■ WHAT YOU WILL DO
So that the copy matches the original, retype each line of the material below exactly.

----

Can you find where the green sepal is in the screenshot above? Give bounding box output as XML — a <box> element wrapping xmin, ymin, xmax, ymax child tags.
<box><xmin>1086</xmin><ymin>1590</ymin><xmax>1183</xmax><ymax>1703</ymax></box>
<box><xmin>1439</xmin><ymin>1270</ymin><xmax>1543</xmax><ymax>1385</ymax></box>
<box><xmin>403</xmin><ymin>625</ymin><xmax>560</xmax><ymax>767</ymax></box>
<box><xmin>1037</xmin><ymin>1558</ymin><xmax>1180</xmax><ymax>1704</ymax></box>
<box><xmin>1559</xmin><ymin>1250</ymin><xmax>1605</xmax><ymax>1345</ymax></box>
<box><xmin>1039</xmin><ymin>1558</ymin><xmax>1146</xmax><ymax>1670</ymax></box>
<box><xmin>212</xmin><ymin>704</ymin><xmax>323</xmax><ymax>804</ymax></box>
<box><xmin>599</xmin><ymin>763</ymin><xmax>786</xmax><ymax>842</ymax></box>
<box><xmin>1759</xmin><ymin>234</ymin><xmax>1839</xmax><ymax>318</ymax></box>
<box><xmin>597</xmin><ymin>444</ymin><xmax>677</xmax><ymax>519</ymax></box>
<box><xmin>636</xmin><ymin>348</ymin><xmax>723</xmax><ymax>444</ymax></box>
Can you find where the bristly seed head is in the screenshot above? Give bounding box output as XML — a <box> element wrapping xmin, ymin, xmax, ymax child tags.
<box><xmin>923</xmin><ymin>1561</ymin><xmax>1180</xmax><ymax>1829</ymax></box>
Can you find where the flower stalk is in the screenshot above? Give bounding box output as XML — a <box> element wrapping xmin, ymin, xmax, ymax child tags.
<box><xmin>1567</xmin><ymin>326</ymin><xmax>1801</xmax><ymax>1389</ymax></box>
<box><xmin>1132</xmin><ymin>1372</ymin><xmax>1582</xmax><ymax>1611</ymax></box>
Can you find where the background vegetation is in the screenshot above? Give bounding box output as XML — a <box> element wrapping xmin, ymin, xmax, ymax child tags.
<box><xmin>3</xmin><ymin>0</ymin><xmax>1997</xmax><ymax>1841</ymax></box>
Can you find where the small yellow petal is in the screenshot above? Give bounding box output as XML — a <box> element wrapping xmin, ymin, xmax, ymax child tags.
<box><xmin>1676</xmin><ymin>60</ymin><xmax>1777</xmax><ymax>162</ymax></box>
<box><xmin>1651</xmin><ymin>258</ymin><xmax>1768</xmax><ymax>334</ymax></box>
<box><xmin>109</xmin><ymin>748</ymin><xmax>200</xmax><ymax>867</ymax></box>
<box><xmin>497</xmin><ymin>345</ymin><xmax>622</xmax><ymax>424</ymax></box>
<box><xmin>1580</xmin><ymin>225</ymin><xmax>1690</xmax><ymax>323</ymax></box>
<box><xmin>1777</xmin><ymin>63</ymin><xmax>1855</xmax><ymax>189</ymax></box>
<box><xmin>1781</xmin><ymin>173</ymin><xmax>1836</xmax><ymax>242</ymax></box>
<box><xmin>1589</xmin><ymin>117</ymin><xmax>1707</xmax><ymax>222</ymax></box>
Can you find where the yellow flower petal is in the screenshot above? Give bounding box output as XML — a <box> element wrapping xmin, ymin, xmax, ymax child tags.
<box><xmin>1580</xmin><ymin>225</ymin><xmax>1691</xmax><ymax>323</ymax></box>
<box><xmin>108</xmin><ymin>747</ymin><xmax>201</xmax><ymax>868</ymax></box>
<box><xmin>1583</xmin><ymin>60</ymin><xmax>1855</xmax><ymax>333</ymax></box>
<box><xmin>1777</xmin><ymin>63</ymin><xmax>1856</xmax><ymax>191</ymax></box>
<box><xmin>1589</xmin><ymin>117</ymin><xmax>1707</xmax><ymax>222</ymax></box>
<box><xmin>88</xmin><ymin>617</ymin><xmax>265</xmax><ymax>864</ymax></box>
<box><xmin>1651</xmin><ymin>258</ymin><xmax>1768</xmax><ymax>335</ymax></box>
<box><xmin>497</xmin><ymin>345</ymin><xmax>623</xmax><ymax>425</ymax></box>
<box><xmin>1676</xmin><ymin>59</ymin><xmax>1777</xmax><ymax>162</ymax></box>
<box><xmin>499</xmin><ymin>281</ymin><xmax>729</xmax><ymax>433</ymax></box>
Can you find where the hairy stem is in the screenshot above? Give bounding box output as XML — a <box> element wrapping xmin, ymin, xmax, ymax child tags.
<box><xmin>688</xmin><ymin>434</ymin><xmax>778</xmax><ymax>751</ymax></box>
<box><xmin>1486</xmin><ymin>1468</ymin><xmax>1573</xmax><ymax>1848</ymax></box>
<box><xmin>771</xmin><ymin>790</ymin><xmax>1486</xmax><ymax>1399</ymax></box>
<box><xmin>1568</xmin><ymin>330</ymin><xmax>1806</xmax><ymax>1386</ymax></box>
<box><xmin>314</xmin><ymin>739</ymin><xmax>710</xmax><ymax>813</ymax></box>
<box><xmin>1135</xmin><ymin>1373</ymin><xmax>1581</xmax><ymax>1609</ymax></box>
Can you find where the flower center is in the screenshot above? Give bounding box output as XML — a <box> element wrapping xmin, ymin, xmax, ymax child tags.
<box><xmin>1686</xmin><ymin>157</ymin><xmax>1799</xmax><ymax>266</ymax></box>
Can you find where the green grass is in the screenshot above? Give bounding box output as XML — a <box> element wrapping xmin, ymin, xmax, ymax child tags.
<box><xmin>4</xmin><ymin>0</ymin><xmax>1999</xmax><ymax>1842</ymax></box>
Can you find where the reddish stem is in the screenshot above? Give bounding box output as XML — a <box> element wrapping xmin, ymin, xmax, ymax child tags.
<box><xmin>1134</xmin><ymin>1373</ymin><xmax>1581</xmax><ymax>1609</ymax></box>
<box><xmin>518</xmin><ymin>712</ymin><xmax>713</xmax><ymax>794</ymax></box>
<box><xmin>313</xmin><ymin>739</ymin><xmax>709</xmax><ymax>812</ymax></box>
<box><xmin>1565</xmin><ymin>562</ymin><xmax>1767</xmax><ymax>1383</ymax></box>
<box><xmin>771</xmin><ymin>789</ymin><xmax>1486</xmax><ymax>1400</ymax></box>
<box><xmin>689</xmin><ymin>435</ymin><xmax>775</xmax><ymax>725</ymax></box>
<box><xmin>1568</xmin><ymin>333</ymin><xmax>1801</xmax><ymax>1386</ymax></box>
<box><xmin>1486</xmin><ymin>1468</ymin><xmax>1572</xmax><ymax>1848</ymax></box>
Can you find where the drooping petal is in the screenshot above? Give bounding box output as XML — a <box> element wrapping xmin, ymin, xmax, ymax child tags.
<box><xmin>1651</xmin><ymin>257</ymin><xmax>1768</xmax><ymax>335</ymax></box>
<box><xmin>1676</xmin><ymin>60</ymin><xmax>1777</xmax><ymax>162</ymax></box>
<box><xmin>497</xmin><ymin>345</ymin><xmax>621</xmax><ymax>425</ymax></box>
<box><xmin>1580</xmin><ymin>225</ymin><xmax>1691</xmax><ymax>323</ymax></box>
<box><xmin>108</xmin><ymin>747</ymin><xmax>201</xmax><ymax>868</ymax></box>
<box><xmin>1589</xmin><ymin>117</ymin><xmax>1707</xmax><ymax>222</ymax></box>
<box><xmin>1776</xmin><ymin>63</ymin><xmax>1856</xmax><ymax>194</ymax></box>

----

■ ANSWER
Can you find where the green sepal is in the screenshot above? Give bounding box output as XML — a <box> element wrapping xmin, ymin, xmax, ymax child tags.
<box><xmin>1086</xmin><ymin>1590</ymin><xmax>1183</xmax><ymax>1703</ymax></box>
<box><xmin>1439</xmin><ymin>1270</ymin><xmax>1543</xmax><ymax>1385</ymax></box>
<box><xmin>403</xmin><ymin>625</ymin><xmax>560</xmax><ymax>767</ymax></box>
<box><xmin>1037</xmin><ymin>1558</ymin><xmax>1180</xmax><ymax>1704</ymax></box>
<box><xmin>1559</xmin><ymin>1250</ymin><xmax>1605</xmax><ymax>1345</ymax></box>
<box><xmin>1039</xmin><ymin>1558</ymin><xmax>1146</xmax><ymax>1670</ymax></box>
<box><xmin>212</xmin><ymin>704</ymin><xmax>323</xmax><ymax>804</ymax></box>
<box><xmin>599</xmin><ymin>763</ymin><xmax>786</xmax><ymax>842</ymax></box>
<box><xmin>1759</xmin><ymin>234</ymin><xmax>1839</xmax><ymax>318</ymax></box>
<box><xmin>597</xmin><ymin>444</ymin><xmax>677</xmax><ymax>519</ymax></box>
<box><xmin>636</xmin><ymin>348</ymin><xmax>723</xmax><ymax>444</ymax></box>
Can you find where the bristly seed head is in the screenshot above? Give bounding box output as XML — a <box> element wrapping xmin, ymin, xmax, ymax child tags.
<box><xmin>923</xmin><ymin>1561</ymin><xmax>1180</xmax><ymax>1829</ymax></box>
Can you find where the flower stalk is in the screenshot above? Give bounding box output as XML — a <box> element wrapping xmin, ymin, xmax, ymax child tags.
<box><xmin>1567</xmin><ymin>326</ymin><xmax>1801</xmax><ymax>1389</ymax></box>
<box><xmin>1132</xmin><ymin>1372</ymin><xmax>1582</xmax><ymax>1611</ymax></box>
Can you find where the background vegetation is in the screenshot above? Give bounding box output as XML — a <box> element wrapping xmin, ymin, xmax, ymax child tags.
<box><xmin>3</xmin><ymin>0</ymin><xmax>1997</xmax><ymax>1841</ymax></box>
Can you find where the small yellow petal is in the screenshot above? Give bounding box output as XML — a <box> element wrapping xmin, ymin, xmax, ymax child tags.
<box><xmin>1676</xmin><ymin>60</ymin><xmax>1777</xmax><ymax>162</ymax></box>
<box><xmin>1651</xmin><ymin>258</ymin><xmax>1768</xmax><ymax>334</ymax></box>
<box><xmin>109</xmin><ymin>748</ymin><xmax>200</xmax><ymax>867</ymax></box>
<box><xmin>497</xmin><ymin>345</ymin><xmax>622</xmax><ymax>424</ymax></box>
<box><xmin>1580</xmin><ymin>225</ymin><xmax>1690</xmax><ymax>323</ymax></box>
<box><xmin>1777</xmin><ymin>63</ymin><xmax>1855</xmax><ymax>189</ymax></box>
<box><xmin>1781</xmin><ymin>173</ymin><xmax>1836</xmax><ymax>242</ymax></box>
<box><xmin>1589</xmin><ymin>117</ymin><xmax>1707</xmax><ymax>222</ymax></box>
Can you find where the yellow flower petal is in the screenshot above? Give bounding box output as XML — a <box> element wrapping xmin, ymin, xmax, ymax child tags.
<box><xmin>1580</xmin><ymin>225</ymin><xmax>1691</xmax><ymax>323</ymax></box>
<box><xmin>108</xmin><ymin>747</ymin><xmax>201</xmax><ymax>868</ymax></box>
<box><xmin>1583</xmin><ymin>60</ymin><xmax>1855</xmax><ymax>333</ymax></box>
<box><xmin>1777</xmin><ymin>63</ymin><xmax>1856</xmax><ymax>191</ymax></box>
<box><xmin>1589</xmin><ymin>117</ymin><xmax>1707</xmax><ymax>222</ymax></box>
<box><xmin>88</xmin><ymin>617</ymin><xmax>265</xmax><ymax>864</ymax></box>
<box><xmin>1651</xmin><ymin>258</ymin><xmax>1768</xmax><ymax>335</ymax></box>
<box><xmin>497</xmin><ymin>345</ymin><xmax>623</xmax><ymax>425</ymax></box>
<box><xmin>1676</xmin><ymin>59</ymin><xmax>1777</xmax><ymax>162</ymax></box>
<box><xmin>499</xmin><ymin>281</ymin><xmax>729</xmax><ymax>433</ymax></box>
Can you find where the hairy stem is in the screenshot above? Give bounding box output as XML — a <box> element wrapping xmin, ymin, xmax, ymax child tags.
<box><xmin>688</xmin><ymin>434</ymin><xmax>778</xmax><ymax>751</ymax></box>
<box><xmin>1486</xmin><ymin>1468</ymin><xmax>1573</xmax><ymax>1848</ymax></box>
<box><xmin>771</xmin><ymin>790</ymin><xmax>1486</xmax><ymax>1399</ymax></box>
<box><xmin>1568</xmin><ymin>330</ymin><xmax>1806</xmax><ymax>1386</ymax></box>
<box><xmin>314</xmin><ymin>739</ymin><xmax>710</xmax><ymax>813</ymax></box>
<box><xmin>1135</xmin><ymin>1373</ymin><xmax>1581</xmax><ymax>1609</ymax></box>
Can you find where the flower center is in the screenshot above? Give bounding box output as XML — a <box> element wrapping xmin, ymin, xmax, ymax child tags.
<box><xmin>1686</xmin><ymin>157</ymin><xmax>1799</xmax><ymax>266</ymax></box>
Can you find where the green grass is in the screenshot above? Give bounding box output as XML — a <box> element wrapping xmin, ymin, xmax, ymax child tags.
<box><xmin>4</xmin><ymin>0</ymin><xmax>1999</xmax><ymax>1842</ymax></box>
Can you find where the reddish stem is in the screenshot above? Give bounding box output as XML — a <box> element wrapping xmin, ymin, xmax, ymax child tags.
<box><xmin>1134</xmin><ymin>1373</ymin><xmax>1581</xmax><ymax>1609</ymax></box>
<box><xmin>518</xmin><ymin>712</ymin><xmax>713</xmax><ymax>794</ymax></box>
<box><xmin>313</xmin><ymin>739</ymin><xmax>709</xmax><ymax>812</ymax></box>
<box><xmin>1565</xmin><ymin>562</ymin><xmax>1767</xmax><ymax>1383</ymax></box>
<box><xmin>771</xmin><ymin>789</ymin><xmax>1486</xmax><ymax>1400</ymax></box>
<box><xmin>689</xmin><ymin>435</ymin><xmax>775</xmax><ymax>725</ymax></box>
<box><xmin>1568</xmin><ymin>333</ymin><xmax>1801</xmax><ymax>1386</ymax></box>
<box><xmin>1486</xmin><ymin>1468</ymin><xmax>1572</xmax><ymax>1848</ymax></box>
Can you find where the drooping petal is in the screenshot above? Give bounding box output as XML — a <box> element wrapping xmin, ymin, xmax, ymax child tags.
<box><xmin>1651</xmin><ymin>257</ymin><xmax>1768</xmax><ymax>335</ymax></box>
<box><xmin>1676</xmin><ymin>60</ymin><xmax>1777</xmax><ymax>162</ymax></box>
<box><xmin>497</xmin><ymin>345</ymin><xmax>621</xmax><ymax>425</ymax></box>
<box><xmin>1580</xmin><ymin>225</ymin><xmax>1691</xmax><ymax>323</ymax></box>
<box><xmin>108</xmin><ymin>747</ymin><xmax>201</xmax><ymax>868</ymax></box>
<box><xmin>1589</xmin><ymin>117</ymin><xmax>1707</xmax><ymax>222</ymax></box>
<box><xmin>1776</xmin><ymin>63</ymin><xmax>1856</xmax><ymax>194</ymax></box>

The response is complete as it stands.